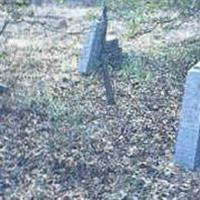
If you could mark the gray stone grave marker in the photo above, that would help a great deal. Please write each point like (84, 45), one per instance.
(187, 151)
(91, 53)
(96, 49)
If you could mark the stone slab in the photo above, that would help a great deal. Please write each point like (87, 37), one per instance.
(90, 57)
(3, 88)
(187, 150)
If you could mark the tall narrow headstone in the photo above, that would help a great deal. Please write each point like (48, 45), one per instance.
(187, 150)
(90, 57)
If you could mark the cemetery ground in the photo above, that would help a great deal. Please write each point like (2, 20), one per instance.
(58, 137)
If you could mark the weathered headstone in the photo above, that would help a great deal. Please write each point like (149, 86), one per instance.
(97, 50)
(3, 88)
(90, 56)
(187, 151)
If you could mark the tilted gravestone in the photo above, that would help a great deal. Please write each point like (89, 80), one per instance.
(98, 53)
(96, 49)
(187, 151)
(3, 88)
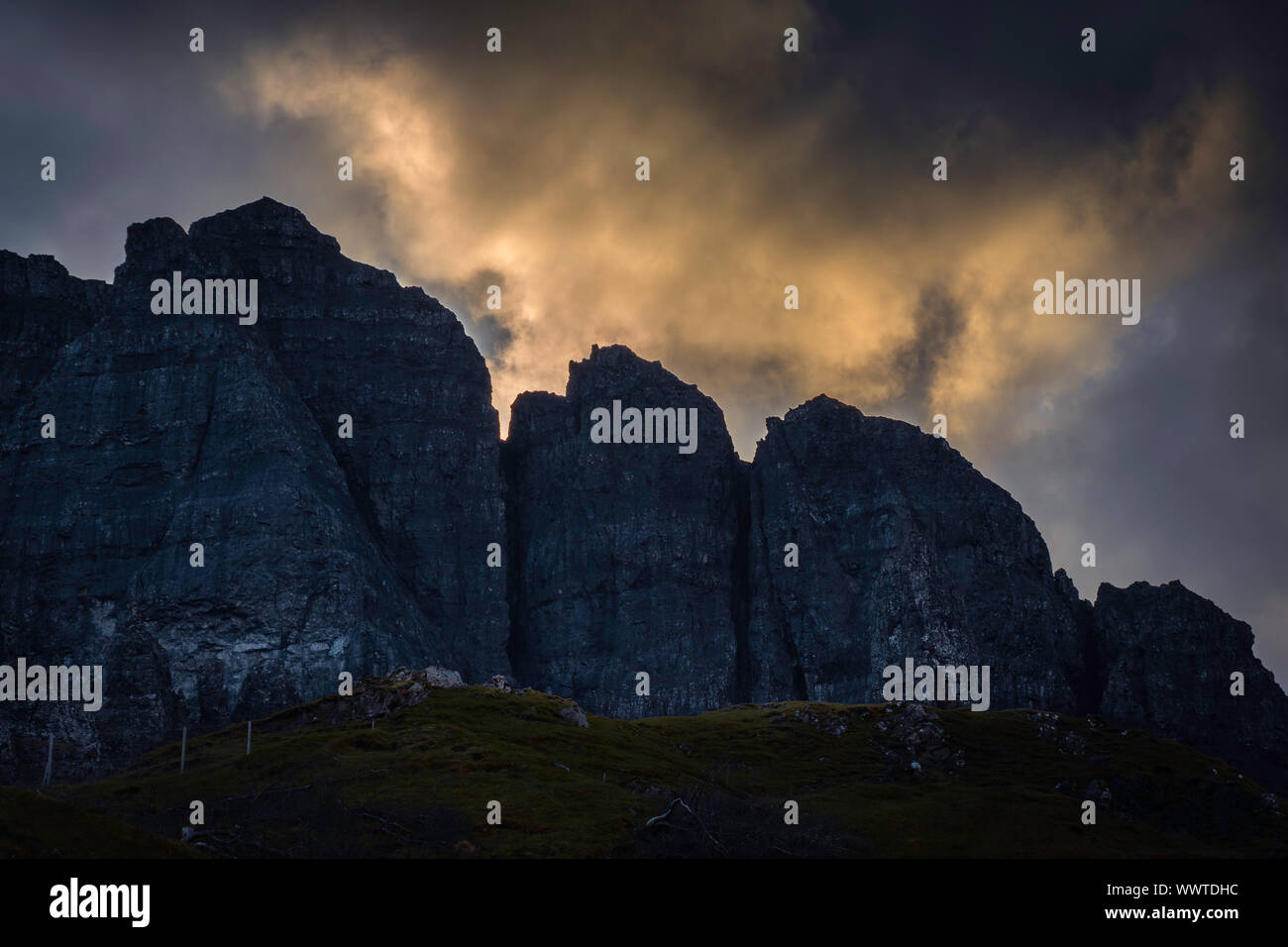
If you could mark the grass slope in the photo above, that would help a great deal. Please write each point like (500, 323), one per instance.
(875, 781)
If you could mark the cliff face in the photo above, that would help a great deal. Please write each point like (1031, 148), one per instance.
(622, 553)
(905, 551)
(180, 429)
(849, 544)
(1166, 659)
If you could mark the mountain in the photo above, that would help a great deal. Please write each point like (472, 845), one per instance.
(338, 458)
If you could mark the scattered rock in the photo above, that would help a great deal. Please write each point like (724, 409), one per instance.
(575, 715)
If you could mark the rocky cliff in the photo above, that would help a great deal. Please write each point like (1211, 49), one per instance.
(320, 554)
(339, 462)
(622, 553)
(902, 549)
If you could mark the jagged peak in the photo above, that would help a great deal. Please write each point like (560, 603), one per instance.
(263, 218)
(618, 367)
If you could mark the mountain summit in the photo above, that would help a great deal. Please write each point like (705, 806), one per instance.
(228, 518)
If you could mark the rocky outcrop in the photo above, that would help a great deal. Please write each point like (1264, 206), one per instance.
(903, 551)
(622, 554)
(574, 557)
(181, 429)
(1166, 659)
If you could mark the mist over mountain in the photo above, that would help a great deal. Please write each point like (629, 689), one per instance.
(339, 462)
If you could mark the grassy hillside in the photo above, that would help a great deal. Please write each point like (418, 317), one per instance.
(875, 781)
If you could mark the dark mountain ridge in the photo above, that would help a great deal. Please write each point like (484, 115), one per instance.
(572, 564)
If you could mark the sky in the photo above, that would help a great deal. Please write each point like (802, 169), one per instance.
(768, 169)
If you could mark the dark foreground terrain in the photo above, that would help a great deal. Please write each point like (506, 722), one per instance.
(871, 781)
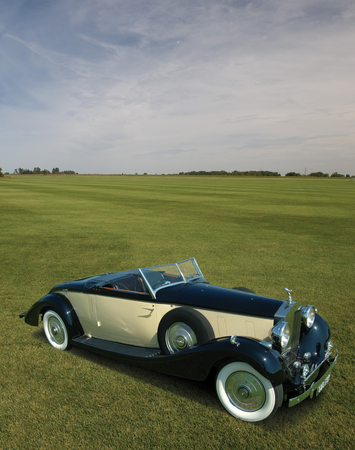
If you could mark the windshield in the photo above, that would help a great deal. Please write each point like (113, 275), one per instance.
(163, 276)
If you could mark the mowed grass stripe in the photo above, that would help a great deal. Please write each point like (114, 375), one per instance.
(261, 233)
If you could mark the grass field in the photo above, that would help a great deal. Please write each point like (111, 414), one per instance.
(261, 233)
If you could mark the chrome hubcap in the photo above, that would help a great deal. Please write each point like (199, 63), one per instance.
(245, 391)
(180, 337)
(55, 330)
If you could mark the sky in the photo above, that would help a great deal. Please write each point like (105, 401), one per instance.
(162, 86)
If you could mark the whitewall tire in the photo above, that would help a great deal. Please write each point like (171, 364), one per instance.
(246, 394)
(55, 330)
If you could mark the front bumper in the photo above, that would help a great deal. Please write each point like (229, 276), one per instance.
(317, 386)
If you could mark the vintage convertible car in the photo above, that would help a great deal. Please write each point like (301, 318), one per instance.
(263, 351)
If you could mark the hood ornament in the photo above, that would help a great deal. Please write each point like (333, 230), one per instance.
(290, 299)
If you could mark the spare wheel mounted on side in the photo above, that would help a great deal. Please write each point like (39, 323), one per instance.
(183, 328)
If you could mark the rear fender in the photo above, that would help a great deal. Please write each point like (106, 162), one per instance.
(59, 303)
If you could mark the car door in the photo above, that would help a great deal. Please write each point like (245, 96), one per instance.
(125, 320)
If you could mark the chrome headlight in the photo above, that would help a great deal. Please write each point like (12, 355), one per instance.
(281, 334)
(308, 315)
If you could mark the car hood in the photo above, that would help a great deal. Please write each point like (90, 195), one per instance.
(204, 295)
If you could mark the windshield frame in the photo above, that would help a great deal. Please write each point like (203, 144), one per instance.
(182, 272)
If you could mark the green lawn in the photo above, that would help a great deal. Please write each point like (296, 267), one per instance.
(261, 233)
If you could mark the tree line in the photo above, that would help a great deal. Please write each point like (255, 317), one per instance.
(38, 171)
(261, 173)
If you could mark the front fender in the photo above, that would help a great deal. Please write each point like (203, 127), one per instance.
(267, 362)
(60, 304)
(314, 339)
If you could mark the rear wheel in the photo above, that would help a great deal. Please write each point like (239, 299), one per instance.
(246, 394)
(56, 330)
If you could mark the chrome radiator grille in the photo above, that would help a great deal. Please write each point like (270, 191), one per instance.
(294, 319)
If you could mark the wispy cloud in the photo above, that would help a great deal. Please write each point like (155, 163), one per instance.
(135, 79)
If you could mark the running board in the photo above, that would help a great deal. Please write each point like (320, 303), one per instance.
(101, 345)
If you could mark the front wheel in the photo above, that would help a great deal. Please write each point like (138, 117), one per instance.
(246, 394)
(55, 330)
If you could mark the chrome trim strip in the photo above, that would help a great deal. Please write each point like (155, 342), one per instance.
(316, 387)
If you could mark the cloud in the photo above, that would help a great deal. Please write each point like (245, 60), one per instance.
(228, 79)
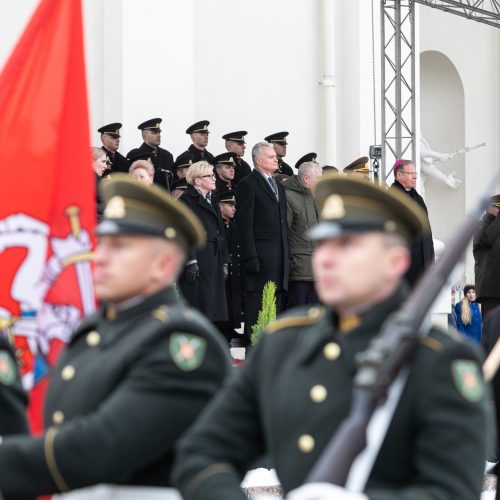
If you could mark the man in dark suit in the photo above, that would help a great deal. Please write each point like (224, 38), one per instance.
(136, 373)
(110, 138)
(162, 159)
(199, 137)
(293, 393)
(278, 140)
(261, 218)
(422, 250)
(235, 143)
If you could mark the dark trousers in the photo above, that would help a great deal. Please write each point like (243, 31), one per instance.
(253, 303)
(301, 293)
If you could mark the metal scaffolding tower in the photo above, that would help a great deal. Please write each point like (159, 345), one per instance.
(398, 67)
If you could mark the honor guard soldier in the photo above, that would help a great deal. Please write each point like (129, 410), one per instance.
(199, 137)
(278, 140)
(235, 143)
(135, 374)
(227, 206)
(225, 171)
(110, 138)
(162, 159)
(296, 388)
(13, 399)
(306, 158)
(359, 167)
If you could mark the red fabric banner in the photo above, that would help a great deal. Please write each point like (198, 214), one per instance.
(47, 208)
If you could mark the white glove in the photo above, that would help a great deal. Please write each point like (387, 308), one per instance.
(323, 491)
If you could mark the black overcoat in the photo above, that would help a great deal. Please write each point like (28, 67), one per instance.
(261, 219)
(208, 292)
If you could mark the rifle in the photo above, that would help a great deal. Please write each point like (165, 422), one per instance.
(390, 351)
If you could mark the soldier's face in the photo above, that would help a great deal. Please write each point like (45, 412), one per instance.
(227, 210)
(355, 271)
(110, 142)
(125, 267)
(152, 137)
(280, 149)
(236, 147)
(200, 139)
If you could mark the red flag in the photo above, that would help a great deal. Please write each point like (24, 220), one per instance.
(47, 209)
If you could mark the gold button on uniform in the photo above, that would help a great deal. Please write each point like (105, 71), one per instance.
(93, 338)
(318, 393)
(332, 351)
(68, 372)
(58, 417)
(306, 443)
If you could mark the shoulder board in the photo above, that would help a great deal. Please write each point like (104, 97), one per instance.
(311, 317)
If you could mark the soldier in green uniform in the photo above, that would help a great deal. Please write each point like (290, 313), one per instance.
(135, 374)
(13, 399)
(296, 388)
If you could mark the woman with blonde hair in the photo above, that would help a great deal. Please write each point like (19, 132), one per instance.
(469, 320)
(202, 282)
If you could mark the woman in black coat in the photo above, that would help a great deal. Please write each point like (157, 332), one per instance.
(202, 282)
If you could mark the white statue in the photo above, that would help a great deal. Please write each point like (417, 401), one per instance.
(429, 158)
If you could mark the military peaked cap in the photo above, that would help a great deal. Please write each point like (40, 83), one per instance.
(198, 127)
(350, 205)
(153, 124)
(279, 137)
(111, 129)
(360, 165)
(225, 159)
(306, 158)
(236, 136)
(136, 208)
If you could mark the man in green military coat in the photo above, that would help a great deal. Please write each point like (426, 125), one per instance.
(134, 375)
(296, 388)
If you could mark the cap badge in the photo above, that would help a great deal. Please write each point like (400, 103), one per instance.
(333, 207)
(115, 209)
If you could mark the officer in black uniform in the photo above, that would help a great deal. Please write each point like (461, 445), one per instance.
(296, 388)
(136, 373)
(359, 167)
(162, 159)
(199, 137)
(110, 138)
(306, 158)
(234, 290)
(235, 143)
(278, 140)
(225, 172)
(13, 399)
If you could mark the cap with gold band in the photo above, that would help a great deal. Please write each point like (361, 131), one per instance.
(112, 129)
(200, 127)
(238, 136)
(350, 205)
(226, 159)
(360, 165)
(278, 137)
(132, 208)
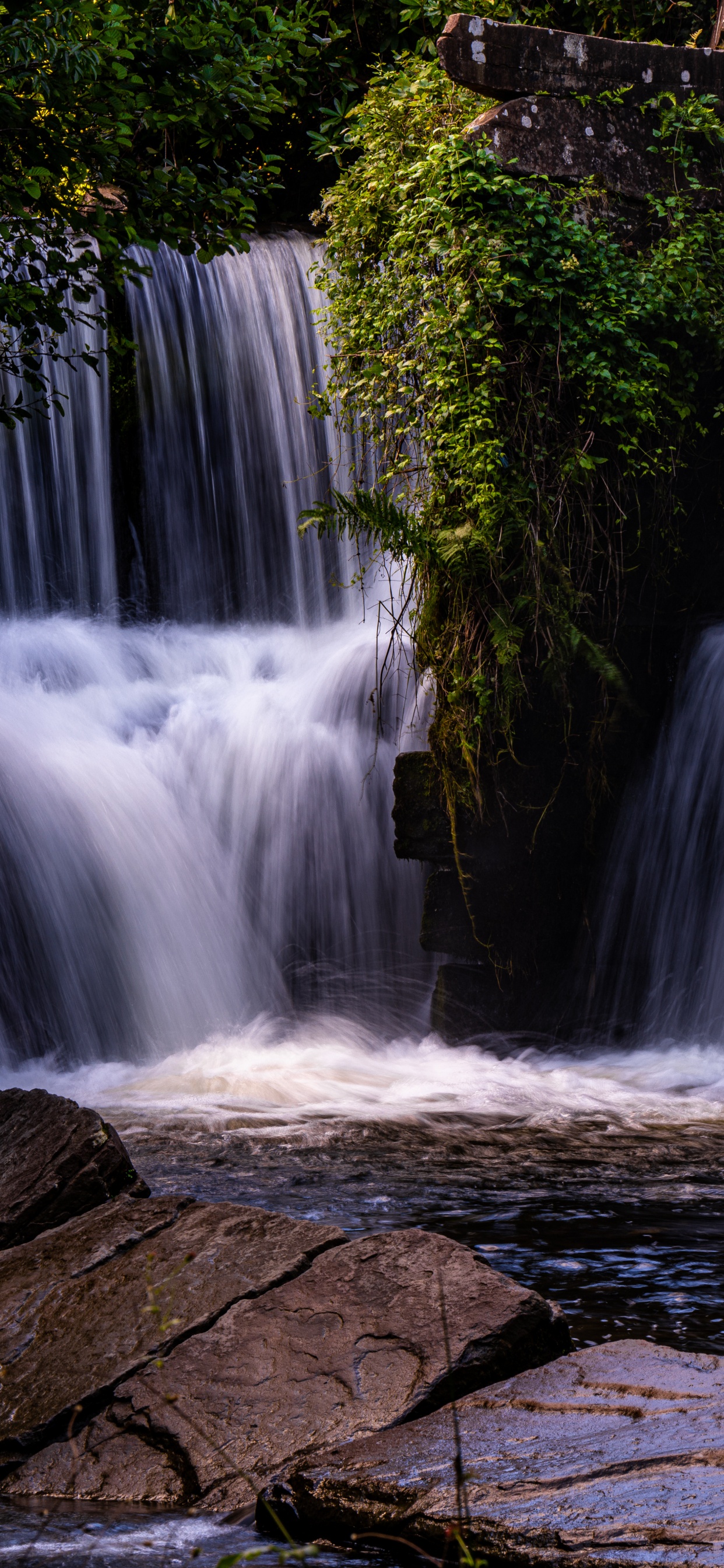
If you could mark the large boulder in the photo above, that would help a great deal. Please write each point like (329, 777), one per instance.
(374, 1334)
(58, 1161)
(92, 1302)
(606, 1457)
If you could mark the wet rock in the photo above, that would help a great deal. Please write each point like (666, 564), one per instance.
(610, 1455)
(502, 60)
(58, 1161)
(85, 1305)
(104, 1464)
(571, 142)
(354, 1344)
(422, 827)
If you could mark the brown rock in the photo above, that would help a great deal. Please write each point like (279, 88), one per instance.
(502, 60)
(85, 1305)
(566, 142)
(606, 1457)
(349, 1348)
(103, 1464)
(58, 1161)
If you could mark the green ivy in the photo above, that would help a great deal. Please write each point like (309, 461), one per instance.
(527, 384)
(124, 124)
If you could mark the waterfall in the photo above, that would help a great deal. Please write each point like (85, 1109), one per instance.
(195, 814)
(55, 493)
(660, 943)
(229, 356)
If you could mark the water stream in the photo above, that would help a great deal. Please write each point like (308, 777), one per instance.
(204, 930)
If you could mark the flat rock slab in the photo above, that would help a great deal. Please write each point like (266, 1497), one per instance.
(570, 142)
(58, 1161)
(85, 1305)
(504, 60)
(352, 1346)
(606, 1457)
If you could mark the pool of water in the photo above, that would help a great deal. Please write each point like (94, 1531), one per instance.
(598, 1180)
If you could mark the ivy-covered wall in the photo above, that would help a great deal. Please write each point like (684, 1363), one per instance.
(536, 384)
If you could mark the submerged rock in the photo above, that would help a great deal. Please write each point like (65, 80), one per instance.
(374, 1334)
(104, 1464)
(85, 1305)
(58, 1161)
(610, 1455)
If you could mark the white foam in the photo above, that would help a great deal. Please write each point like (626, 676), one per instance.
(279, 1076)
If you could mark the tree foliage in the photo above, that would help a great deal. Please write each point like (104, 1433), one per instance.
(123, 126)
(527, 386)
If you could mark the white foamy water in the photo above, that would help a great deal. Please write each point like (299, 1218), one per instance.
(276, 1074)
(195, 827)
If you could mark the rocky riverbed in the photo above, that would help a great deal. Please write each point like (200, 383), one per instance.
(204, 1354)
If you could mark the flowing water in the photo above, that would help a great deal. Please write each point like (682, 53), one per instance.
(204, 927)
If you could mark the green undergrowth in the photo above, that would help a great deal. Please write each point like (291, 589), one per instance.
(529, 386)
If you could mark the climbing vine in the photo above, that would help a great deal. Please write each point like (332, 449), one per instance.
(527, 383)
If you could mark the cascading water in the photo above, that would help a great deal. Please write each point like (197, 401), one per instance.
(55, 495)
(660, 943)
(195, 821)
(229, 356)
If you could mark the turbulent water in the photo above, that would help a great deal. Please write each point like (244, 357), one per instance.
(229, 359)
(204, 930)
(660, 946)
(57, 545)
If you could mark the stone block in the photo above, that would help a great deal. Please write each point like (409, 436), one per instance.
(504, 60)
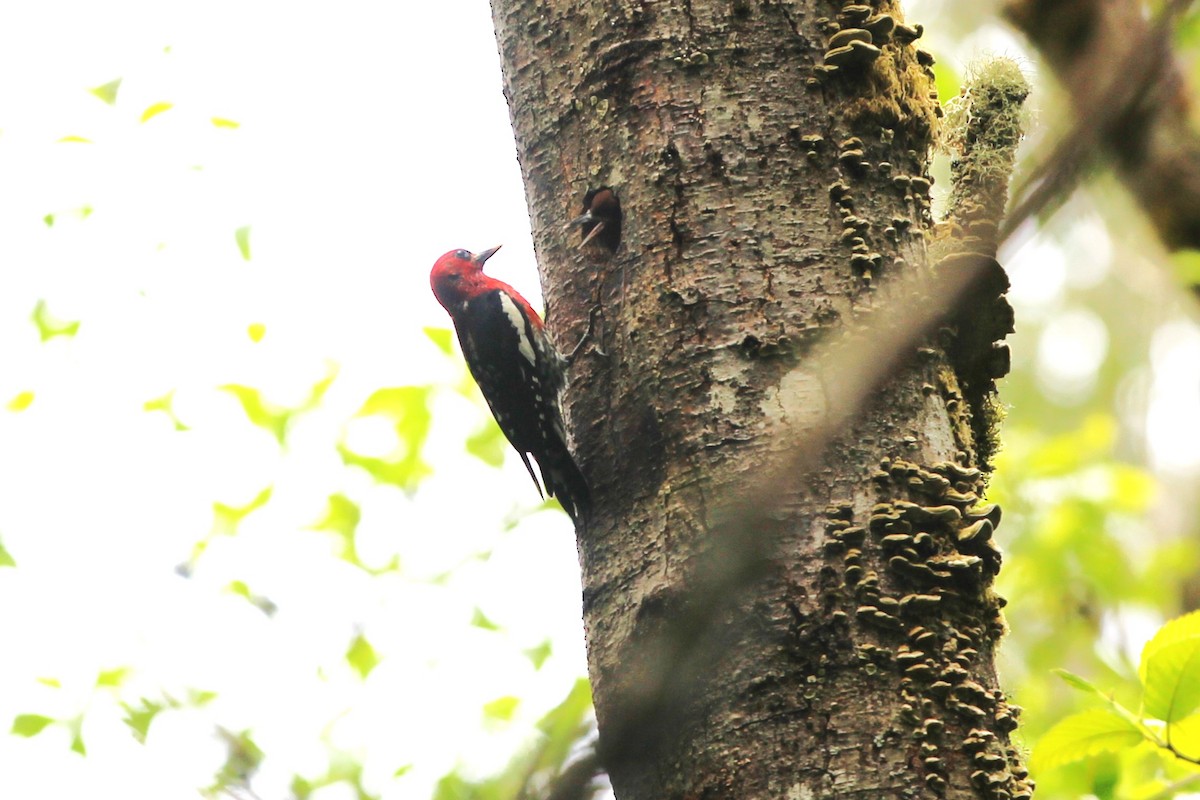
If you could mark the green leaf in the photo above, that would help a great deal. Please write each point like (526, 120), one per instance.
(361, 656)
(107, 92)
(30, 725)
(226, 518)
(407, 409)
(502, 708)
(258, 601)
(243, 238)
(1081, 684)
(76, 727)
(139, 719)
(155, 110)
(442, 338)
(479, 619)
(271, 416)
(241, 759)
(1083, 735)
(1186, 265)
(21, 402)
(48, 325)
(565, 723)
(947, 79)
(1170, 669)
(342, 516)
(539, 654)
(262, 413)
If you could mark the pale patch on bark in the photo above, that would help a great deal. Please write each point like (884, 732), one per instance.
(797, 402)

DESCRIPTION OF THE TASK: Retype, without any picture, exactly the lines from the one with "If you could mark the climbing" through the end of the entries, inclusive.

TASK SOLUTION:
If you could mark the climbing vine in the photo above, that would help a great deal. Please write each point like (332, 449), one per instance.
(527, 383)
If you could mark the cascading water in the photo above, that would help a great deal. Please write each point like (197, 401), one per instance.
(55, 495)
(660, 943)
(195, 821)
(229, 356)
If you could mark the turbulent water in the photo above, that would help a great deal. Please write each point like (244, 357), one per instance.
(229, 359)
(204, 930)
(660, 946)
(57, 545)
If you could mark the stone block in the photo above, that would help a great deal. Please write each point like (409, 436), one per instance.
(504, 60)
If you could mark the green leaf in the photo above, that would help a great deal. Please write each point like (526, 120), one per instance.
(361, 656)
(107, 92)
(30, 725)
(226, 518)
(407, 409)
(502, 708)
(258, 601)
(243, 238)
(1081, 684)
(76, 727)
(139, 719)
(155, 110)
(442, 338)
(479, 619)
(271, 416)
(241, 759)
(1083, 735)
(1186, 265)
(21, 402)
(48, 325)
(565, 723)
(947, 79)
(1170, 669)
(342, 516)
(539, 654)
(262, 413)
If you could mark the pale patch on bark in the photo above, that would help a great deal. Please write each point like (884, 732), one per instance.
(797, 402)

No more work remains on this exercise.